Location identification entries:
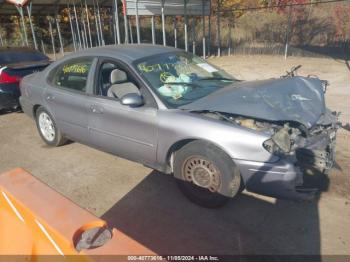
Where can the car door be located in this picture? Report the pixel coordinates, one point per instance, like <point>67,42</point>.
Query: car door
<point>67,98</point>
<point>119,129</point>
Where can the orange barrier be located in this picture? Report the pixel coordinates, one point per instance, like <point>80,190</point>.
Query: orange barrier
<point>36,220</point>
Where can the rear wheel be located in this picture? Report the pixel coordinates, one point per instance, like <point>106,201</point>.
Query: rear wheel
<point>206,174</point>
<point>47,128</point>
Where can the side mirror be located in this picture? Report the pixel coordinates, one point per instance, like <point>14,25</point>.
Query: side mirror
<point>132,100</point>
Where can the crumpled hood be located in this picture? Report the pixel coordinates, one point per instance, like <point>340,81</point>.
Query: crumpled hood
<point>297,99</point>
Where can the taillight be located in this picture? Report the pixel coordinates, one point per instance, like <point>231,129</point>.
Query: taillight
<point>5,78</point>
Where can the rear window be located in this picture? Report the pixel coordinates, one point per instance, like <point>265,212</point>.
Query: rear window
<point>18,56</point>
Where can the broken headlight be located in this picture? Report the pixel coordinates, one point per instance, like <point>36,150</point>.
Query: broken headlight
<point>279,143</point>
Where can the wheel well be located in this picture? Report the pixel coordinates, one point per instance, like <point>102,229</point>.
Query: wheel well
<point>175,147</point>
<point>35,108</point>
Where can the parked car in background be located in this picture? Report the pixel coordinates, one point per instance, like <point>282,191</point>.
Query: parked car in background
<point>177,113</point>
<point>15,63</point>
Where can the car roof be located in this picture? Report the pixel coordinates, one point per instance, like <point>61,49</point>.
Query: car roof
<point>129,52</point>
<point>16,49</point>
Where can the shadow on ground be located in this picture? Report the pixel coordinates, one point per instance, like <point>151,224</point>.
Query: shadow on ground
<point>157,215</point>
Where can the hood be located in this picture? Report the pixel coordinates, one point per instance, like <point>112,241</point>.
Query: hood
<point>296,99</point>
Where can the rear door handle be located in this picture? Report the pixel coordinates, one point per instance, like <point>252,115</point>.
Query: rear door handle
<point>50,97</point>
<point>96,109</point>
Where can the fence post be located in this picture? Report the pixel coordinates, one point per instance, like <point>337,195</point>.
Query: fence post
<point>117,20</point>
<point>186,24</point>
<point>137,22</point>
<point>52,39</point>
<point>77,25</point>
<point>287,32</point>
<point>218,28</point>
<point>125,10</point>
<point>175,33</point>
<point>88,22</point>
<point>71,28</point>
<point>163,23</point>
<point>59,35</point>
<point>29,11</point>
<point>153,30</point>
<point>203,26</point>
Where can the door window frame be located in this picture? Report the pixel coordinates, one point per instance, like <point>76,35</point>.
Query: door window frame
<point>147,95</point>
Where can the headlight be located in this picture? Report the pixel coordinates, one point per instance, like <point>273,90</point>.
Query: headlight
<point>279,143</point>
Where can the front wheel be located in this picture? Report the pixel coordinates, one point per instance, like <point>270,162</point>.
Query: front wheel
<point>206,174</point>
<point>47,128</point>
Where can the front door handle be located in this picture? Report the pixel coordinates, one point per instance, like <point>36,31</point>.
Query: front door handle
<point>96,109</point>
<point>50,97</point>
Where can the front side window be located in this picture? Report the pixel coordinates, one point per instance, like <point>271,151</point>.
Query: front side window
<point>181,78</point>
<point>73,74</point>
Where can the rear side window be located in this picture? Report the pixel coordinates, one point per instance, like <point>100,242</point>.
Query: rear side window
<point>18,56</point>
<point>73,74</point>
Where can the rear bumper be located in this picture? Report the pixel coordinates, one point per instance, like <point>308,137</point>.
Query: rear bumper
<point>26,106</point>
<point>9,94</point>
<point>282,179</point>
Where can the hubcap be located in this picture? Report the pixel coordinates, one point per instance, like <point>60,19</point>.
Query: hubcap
<point>202,173</point>
<point>47,128</point>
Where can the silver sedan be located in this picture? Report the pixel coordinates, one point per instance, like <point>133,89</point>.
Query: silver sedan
<point>177,113</point>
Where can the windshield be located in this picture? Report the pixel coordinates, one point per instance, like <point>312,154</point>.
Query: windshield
<point>181,78</point>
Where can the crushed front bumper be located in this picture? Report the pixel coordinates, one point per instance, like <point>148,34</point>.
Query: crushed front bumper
<point>285,178</point>
<point>282,179</point>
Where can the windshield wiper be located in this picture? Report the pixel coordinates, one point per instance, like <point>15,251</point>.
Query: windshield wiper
<point>181,83</point>
<point>215,78</point>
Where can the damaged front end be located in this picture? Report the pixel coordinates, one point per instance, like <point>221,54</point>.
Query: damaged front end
<point>299,149</point>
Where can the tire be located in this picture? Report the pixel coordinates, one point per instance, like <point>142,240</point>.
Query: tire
<point>47,128</point>
<point>202,163</point>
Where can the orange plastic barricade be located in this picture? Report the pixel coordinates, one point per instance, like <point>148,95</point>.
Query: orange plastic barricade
<point>36,220</point>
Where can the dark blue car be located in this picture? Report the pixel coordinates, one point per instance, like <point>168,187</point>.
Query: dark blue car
<point>16,63</point>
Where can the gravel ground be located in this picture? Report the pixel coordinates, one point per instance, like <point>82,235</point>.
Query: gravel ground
<point>148,206</point>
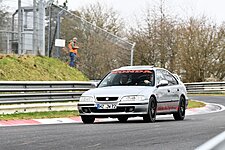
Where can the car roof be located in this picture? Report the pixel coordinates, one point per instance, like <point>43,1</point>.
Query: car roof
<point>136,68</point>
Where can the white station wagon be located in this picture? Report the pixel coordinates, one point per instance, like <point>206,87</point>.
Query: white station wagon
<point>131,91</point>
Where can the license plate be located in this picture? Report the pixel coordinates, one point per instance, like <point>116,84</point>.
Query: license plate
<point>106,106</point>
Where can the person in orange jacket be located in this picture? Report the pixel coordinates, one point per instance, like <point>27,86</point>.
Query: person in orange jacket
<point>73,51</point>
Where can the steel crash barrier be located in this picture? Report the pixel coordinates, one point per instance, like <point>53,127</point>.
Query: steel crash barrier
<point>27,96</point>
<point>30,96</point>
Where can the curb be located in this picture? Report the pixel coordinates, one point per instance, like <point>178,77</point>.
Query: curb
<point>209,108</point>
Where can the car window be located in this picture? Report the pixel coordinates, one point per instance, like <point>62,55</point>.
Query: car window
<point>159,76</point>
<point>129,78</point>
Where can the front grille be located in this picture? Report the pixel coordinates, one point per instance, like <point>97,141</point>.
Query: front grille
<point>107,98</point>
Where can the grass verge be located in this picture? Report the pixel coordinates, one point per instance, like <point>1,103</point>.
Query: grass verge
<point>195,104</point>
<point>65,114</point>
<point>39,115</point>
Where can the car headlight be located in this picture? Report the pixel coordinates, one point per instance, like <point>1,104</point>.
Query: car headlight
<point>86,99</point>
<point>133,98</point>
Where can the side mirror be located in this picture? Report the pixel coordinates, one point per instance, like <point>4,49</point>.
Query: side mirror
<point>163,83</point>
<point>95,84</point>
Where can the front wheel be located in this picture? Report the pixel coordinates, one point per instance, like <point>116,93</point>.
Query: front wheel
<point>87,119</point>
<point>122,119</point>
<point>180,114</point>
<point>151,116</point>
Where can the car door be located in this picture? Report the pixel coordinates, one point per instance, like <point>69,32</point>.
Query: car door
<point>173,89</point>
<point>163,93</point>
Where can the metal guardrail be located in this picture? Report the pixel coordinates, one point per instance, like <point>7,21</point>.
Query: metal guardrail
<point>205,87</point>
<point>37,91</point>
<point>32,96</point>
<point>62,91</point>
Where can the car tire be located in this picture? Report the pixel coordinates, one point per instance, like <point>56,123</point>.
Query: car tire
<point>122,119</point>
<point>180,114</point>
<point>152,106</point>
<point>87,119</point>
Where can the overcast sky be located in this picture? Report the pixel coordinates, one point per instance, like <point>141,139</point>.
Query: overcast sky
<point>128,9</point>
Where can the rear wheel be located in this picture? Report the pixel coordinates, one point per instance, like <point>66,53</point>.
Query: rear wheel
<point>87,119</point>
<point>151,116</point>
<point>180,114</point>
<point>122,119</point>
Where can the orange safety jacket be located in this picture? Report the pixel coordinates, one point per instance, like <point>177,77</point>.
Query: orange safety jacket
<point>72,48</point>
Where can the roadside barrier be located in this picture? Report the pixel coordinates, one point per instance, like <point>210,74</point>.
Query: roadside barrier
<point>31,96</point>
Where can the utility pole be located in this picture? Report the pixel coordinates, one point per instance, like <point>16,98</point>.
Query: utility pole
<point>34,28</point>
<point>19,28</point>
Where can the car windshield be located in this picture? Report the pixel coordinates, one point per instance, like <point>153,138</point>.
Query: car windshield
<point>128,78</point>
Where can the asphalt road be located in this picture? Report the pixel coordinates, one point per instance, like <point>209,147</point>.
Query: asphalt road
<point>164,134</point>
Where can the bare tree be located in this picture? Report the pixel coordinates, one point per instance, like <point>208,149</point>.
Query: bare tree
<point>98,53</point>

PROMPT — Give back exactly the lines that run from the line with "Where can the orange safety" through the close of the material, counting both ends, and nothing more.

SOLVED EXERCISE —
Where can the orange safety jacket be located in this picture? Report the pixel coordinates, one point per instance, like <point>177,77</point>.
Query: orange safety jacket
<point>72,48</point>
Where can the roadside barrier be located in this picture? Report the pixel coordinates, one point per instance, like <point>210,74</point>.
Query: roadside barrier
<point>31,96</point>
Where can the utility pole be located in this picture? Report the pixel coordinates, one point per instance, like <point>16,98</point>.
Query: utility pole
<point>34,28</point>
<point>19,28</point>
Where can the car windshield be located in this picture? Report the pixel coordinates, one point per instance, like <point>153,138</point>.
Query: car windshield
<point>128,78</point>
Where can the asphalt road be located in this picture? Report the pixel coordinates, one point per instance, like <point>209,147</point>.
Query: asphalt road
<point>164,134</point>
Where can the bare tree be located in this picture? Report the pixel coordinates, one point per instance, like <point>208,149</point>.
Query: bare tree
<point>98,53</point>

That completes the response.